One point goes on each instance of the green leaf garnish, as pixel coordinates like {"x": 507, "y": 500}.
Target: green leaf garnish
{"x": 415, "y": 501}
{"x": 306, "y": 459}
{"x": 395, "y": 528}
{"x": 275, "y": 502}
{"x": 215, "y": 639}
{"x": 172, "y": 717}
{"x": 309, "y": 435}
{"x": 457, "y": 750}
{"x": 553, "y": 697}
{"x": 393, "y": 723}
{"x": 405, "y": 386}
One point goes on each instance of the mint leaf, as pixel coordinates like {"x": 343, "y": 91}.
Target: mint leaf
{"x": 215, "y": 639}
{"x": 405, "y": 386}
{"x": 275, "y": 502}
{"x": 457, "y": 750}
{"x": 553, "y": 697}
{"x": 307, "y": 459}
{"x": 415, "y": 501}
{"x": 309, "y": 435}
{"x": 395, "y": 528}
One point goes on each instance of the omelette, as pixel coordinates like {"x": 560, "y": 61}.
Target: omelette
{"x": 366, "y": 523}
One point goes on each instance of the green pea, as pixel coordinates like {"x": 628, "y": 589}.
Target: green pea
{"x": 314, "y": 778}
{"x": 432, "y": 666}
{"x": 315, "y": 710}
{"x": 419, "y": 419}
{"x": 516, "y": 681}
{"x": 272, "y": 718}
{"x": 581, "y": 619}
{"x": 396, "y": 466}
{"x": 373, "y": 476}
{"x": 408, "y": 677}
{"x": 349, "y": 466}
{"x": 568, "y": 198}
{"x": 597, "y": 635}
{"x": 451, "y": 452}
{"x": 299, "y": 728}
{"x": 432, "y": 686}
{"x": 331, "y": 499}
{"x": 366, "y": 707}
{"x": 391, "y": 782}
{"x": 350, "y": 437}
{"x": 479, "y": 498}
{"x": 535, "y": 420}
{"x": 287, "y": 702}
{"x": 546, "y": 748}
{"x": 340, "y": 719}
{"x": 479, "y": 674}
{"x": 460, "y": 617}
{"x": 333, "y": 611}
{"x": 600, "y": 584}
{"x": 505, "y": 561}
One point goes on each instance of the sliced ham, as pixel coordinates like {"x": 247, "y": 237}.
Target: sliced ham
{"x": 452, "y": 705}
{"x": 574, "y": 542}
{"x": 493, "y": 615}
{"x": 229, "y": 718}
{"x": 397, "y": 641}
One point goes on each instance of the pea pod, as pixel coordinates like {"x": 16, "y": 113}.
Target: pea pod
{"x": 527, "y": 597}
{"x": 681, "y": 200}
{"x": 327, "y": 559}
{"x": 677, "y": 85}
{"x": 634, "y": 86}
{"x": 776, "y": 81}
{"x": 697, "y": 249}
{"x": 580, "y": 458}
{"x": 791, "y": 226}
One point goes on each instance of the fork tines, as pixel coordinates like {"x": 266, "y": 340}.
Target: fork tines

******************************

= TO DO =
Your task is to list each line of the records with the word "pixel".

= ANSWER SECTION =
One point goes on each instance of the green leaf garnish, as pixel coordinates like {"x": 507, "y": 500}.
One point goes on each instance of the mint leaf, as pixel coordinates like {"x": 343, "y": 91}.
One point goes on each instance of the omelette, as pixel coordinates like {"x": 560, "y": 61}.
One point goes on each instance of the green pea, as pixel coordinates like {"x": 628, "y": 589}.
One point goes on each instance of the sliced ham, as pixel coordinates like {"x": 247, "y": 237}.
One point goes on each instance of the pea pod, as pixel coordinates like {"x": 16, "y": 113}.
One point goes on each instance of the fork tines, as pixel coordinates like {"x": 266, "y": 340}.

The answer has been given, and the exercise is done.